SHORT TASK: Please put every line of the material below into a Markdown table with two columns, Row and Line, numbering each row and leaving out any blank lines.

ENTRIES SUPPLIED:

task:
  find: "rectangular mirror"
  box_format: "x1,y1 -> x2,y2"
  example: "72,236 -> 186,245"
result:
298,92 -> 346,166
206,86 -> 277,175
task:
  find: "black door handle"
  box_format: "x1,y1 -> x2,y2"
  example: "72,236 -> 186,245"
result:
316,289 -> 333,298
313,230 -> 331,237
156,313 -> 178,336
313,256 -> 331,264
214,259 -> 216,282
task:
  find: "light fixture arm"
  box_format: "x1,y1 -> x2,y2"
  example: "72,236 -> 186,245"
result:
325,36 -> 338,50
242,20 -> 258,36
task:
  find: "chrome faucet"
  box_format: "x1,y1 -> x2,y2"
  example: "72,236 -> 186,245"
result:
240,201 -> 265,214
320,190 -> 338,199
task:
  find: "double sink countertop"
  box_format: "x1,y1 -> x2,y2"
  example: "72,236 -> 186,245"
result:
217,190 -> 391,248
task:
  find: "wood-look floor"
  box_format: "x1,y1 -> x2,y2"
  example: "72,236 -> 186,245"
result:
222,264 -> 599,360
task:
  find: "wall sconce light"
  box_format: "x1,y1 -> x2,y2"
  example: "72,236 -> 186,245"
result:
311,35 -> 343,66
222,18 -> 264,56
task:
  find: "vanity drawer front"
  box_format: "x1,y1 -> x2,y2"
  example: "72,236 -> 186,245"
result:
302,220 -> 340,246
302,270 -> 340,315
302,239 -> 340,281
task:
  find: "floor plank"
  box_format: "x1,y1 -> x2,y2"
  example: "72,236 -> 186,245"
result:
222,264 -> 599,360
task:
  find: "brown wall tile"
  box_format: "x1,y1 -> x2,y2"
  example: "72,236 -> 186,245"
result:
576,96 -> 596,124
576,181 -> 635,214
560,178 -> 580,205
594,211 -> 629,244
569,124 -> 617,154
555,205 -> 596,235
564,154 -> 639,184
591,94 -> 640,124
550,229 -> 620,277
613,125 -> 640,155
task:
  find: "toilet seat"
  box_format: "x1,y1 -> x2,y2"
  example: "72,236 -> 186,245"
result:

REPLY TO THE TASK:
| Row | Line |
|---|---|
| 1 | task: |
| 2 |   find: "rectangular mirror" |
| 3 |   box_format: "x1,y1 -> x2,y2" |
| 4 |   example: "72,236 -> 186,245" |
| 5 | result: |
| 6 | 298,92 -> 346,166 |
| 7 | 206,86 -> 277,175 |
| 8 | task: |
| 9 |   find: "black door handle" |
| 10 |   box_format: "x1,y1 -> x2,y2" |
| 11 |   example: "72,236 -> 186,245" |
| 12 | result: |
| 13 | 316,289 -> 333,298 |
| 14 | 313,230 -> 331,237 |
| 15 | 156,313 -> 178,336 |
| 16 | 313,256 -> 331,264 |
| 17 | 214,259 -> 216,282 |
| 18 | task: |
| 19 |   find: "light fixture arm" |
| 20 |   box_format: "x1,y1 -> x2,y2" |
| 21 |   example: "72,236 -> 186,245" |
| 22 | result: |
| 23 | 325,36 -> 338,50 |
| 24 | 242,20 -> 258,36 |
| 25 | task: |
| 26 |   find: "chrome faucet" |
| 27 |   box_format: "x1,y1 -> x2,y2" |
| 28 |   example: "72,236 -> 186,245" |
| 29 | result: |
| 30 | 240,201 -> 265,214 |
| 31 | 320,190 -> 338,199 |
| 32 | task: |
| 33 |   find: "double sink countertop" |
| 34 |   box_format: "x1,y1 -> x2,y2" |
| 35 |   example: "72,236 -> 186,245" |
| 36 | result: |
| 37 | 217,190 -> 391,248 |
| 38 | task: |
| 39 |   find: "wood-look floor" |
| 40 |   box_format: "x1,y1 -> x2,y2" |
| 41 |   example: "72,236 -> 186,245" |
| 42 | result: |
| 43 | 222,264 -> 599,360 |
| 44 | task: |
| 45 |   find: "wall sconce light" |
| 46 |   box_format: "x1,y1 -> x2,y2" |
| 47 |   example: "72,236 -> 186,245" |
| 48 | result: |
| 49 | 311,35 -> 343,66 |
| 50 | 222,18 -> 264,56 |
| 51 | task: |
| 52 |   find: "vanity drawer front" |
| 53 |   box_format: "x1,y1 -> x2,y2" |
| 54 |   example: "72,236 -> 186,245" |
| 55 | result: |
| 56 | 302,220 -> 340,246 |
| 57 | 302,270 -> 340,315 |
| 58 | 302,239 -> 340,281 |
| 59 | task: |
| 60 |   find: "floor plank" |
| 61 |   box_format: "x1,y1 -> x2,y2" |
| 62 |   example: "72,236 -> 186,245" |
| 63 | result: |
| 64 | 222,264 -> 599,360 |
| 65 | task: |
| 66 |   find: "brown wall tile" |
| 67 |   box_format: "x1,y1 -> x2,y2" |
| 68 |   example: "72,236 -> 186,245" |
| 69 | result: |
| 70 | 576,96 -> 596,124 |
| 71 | 576,181 -> 635,214 |
| 72 | 560,178 -> 580,205 |
| 73 | 594,211 -> 629,244 |
| 74 | 569,124 -> 617,154 |
| 75 | 555,205 -> 596,235 |
| 76 | 564,154 -> 639,184 |
| 77 | 591,94 -> 640,124 |
| 78 | 550,229 -> 620,277 |
| 79 | 613,125 -> 640,155 |
| 80 | task: |
| 81 |   find: "toilet seat" |
| 82 |   box_format: "x1,y1 -> x2,y2" |
| 83 |   example: "72,236 -> 186,245" |
| 84 | result: |